_EXCERPTED PASSAGE_
School Library Journal
Gr 5-8-With her distinct style, Balliett returns to Chicago and the detective work of Calder and Petra, sixth graders at the University School. This time they are joined by Tommy, Calder's former best friend who had moved away for a year. In this architectural mystery, destruction threatens Frank Lloyd Wright's Robie House, and the Wright 3, as the protagonists call themselves, piece together the puzzle that will lead to the building's rescue. While friction initially mars the three-sided friendship, Petra, Calder, and Tommy soon appreciate their individual roles in solving the mystery. Egged on by their unconventional teacher, the Wright 3 utilize Calder's geometric brain, Petra's writing and observing skills, and Tommy's uncanny findings to research and investigate the cryptic messages that Robie House seems to send in its own defense. Balliett elegantly wraps factual information on the building into a dreamy, Debussy sort of mystery in which seemingly random connections in everyday life uncover the hidden enigmas of Robie House and Wright himself. Balliett's atmospheric writing encourages readers to make their own journeys of discovery into art and architecture, creating a mystery subgenre that is as unique as it is compelling. While the book is not perfect-the final chapters jerk rather than flow, and the Wright 3's transition from awkward tolerance to a tightly knit cadre is nothing out of the ordinary-the mystery itself and the perfectly realized setting make this an essential purchase.-Caitlin Augusta, The Darien Library, CT Copyright 2006 Reed Business Information.

_GOAL OF THE EXERCISE_
List each member of the Wright 3 named in the review above, along with what the review says that member contributes to the investigation.

_Excerpt from a dataset_
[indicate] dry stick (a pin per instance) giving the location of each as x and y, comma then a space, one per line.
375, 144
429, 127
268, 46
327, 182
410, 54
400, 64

_THE RESULT_
Calder: his geometric brain
Petra: her writing and observing skills
Tommy: his uncanny findings